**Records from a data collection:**
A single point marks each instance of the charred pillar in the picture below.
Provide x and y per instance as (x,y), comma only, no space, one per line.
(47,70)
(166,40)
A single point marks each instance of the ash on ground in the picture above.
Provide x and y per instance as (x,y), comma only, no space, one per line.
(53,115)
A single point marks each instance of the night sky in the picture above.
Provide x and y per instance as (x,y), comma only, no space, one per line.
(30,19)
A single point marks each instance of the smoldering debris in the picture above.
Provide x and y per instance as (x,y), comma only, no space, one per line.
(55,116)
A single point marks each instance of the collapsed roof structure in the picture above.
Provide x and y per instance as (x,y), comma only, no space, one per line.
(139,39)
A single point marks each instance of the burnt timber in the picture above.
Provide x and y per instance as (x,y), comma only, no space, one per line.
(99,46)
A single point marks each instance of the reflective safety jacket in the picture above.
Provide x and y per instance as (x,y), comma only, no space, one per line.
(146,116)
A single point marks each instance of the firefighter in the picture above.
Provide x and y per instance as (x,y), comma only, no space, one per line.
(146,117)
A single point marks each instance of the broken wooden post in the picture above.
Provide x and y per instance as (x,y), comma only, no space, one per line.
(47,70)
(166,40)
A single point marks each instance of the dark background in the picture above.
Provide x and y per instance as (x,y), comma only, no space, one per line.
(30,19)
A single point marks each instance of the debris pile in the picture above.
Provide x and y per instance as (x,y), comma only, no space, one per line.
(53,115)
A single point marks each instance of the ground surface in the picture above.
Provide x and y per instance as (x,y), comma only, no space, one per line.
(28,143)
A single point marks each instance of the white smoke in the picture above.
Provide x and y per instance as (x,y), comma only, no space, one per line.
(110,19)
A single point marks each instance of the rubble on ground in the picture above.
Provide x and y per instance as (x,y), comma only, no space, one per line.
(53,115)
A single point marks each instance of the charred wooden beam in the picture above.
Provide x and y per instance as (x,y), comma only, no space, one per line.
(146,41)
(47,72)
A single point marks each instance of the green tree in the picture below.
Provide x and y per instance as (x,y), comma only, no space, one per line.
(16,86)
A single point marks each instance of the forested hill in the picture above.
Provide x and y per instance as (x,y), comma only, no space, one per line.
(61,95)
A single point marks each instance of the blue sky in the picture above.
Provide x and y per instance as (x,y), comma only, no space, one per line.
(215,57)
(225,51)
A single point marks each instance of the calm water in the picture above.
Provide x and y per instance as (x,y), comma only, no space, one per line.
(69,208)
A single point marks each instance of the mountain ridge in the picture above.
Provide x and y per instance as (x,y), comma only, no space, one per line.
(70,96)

**Aim of the task:** Starting at the line containing "A single point marks each instance of the mountain" and ending at the last of the rows, write those lines out again with "mountain ridge" swapped for "hill crest" and nothing else altered.

**Problem solution:**
A single point marks each instance of the hill crest in the picture above.
Provide x and y per instance as (x,y), comma only, no space, one per line.
(70,96)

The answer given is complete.